■ Data provided ■

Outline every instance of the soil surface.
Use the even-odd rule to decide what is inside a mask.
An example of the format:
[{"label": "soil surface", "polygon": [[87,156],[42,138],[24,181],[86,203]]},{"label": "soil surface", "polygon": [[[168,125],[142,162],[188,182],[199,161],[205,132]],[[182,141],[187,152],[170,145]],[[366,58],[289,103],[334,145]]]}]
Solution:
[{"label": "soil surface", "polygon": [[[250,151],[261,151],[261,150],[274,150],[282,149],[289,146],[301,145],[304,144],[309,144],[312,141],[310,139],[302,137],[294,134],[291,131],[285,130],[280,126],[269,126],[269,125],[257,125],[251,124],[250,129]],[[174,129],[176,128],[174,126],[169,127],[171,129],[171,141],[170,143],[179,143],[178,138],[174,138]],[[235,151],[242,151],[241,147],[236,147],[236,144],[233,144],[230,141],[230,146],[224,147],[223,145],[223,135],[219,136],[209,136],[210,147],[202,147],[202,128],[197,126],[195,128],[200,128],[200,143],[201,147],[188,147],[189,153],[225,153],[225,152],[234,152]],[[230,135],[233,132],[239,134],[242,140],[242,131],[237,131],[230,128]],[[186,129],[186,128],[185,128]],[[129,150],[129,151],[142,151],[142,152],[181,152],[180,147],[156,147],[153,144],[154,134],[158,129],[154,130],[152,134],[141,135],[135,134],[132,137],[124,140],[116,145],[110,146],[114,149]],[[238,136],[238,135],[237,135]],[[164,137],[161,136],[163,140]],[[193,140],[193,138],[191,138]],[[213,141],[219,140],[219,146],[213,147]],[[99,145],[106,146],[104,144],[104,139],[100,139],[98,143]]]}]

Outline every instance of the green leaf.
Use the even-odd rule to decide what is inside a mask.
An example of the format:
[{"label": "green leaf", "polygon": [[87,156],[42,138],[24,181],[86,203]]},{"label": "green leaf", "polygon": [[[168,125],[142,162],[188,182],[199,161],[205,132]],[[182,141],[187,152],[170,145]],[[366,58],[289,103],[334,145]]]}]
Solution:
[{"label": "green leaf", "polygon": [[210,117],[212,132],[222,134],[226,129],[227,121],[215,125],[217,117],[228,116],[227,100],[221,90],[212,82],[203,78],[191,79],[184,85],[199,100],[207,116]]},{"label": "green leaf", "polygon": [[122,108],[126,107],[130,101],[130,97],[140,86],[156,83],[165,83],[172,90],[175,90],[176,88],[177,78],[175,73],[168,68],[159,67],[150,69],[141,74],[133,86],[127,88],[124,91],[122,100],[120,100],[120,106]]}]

■ Exercise brief ■
Copy the data word for word, from the line containing "Outline every instance of the green leaf." through the end of the data.

■ Written reply ■
Outline every instance of the green leaf.
Use the even-odd rule to decide what is inside a mask.
An example of the format:
[{"label": "green leaf", "polygon": [[87,156],[42,138],[24,181],[86,203]]},{"label": "green leaf", "polygon": [[[168,125],[142,162],[188,182],[199,161],[205,132]],[[182,141],[187,152],[170,145]],[[366,58],[289,103],[334,145]]]}]
Solution:
[{"label": "green leaf", "polygon": [[210,117],[212,132],[222,134],[226,129],[227,121],[215,125],[217,117],[228,116],[227,100],[221,90],[212,82],[203,78],[191,79],[184,85],[199,100],[207,116]]},{"label": "green leaf", "polygon": [[122,108],[126,107],[130,101],[130,97],[140,86],[156,83],[165,83],[172,90],[175,90],[176,88],[177,78],[175,73],[168,68],[159,67],[150,69],[141,74],[133,86],[127,88],[124,91],[122,100],[120,100],[120,106]]}]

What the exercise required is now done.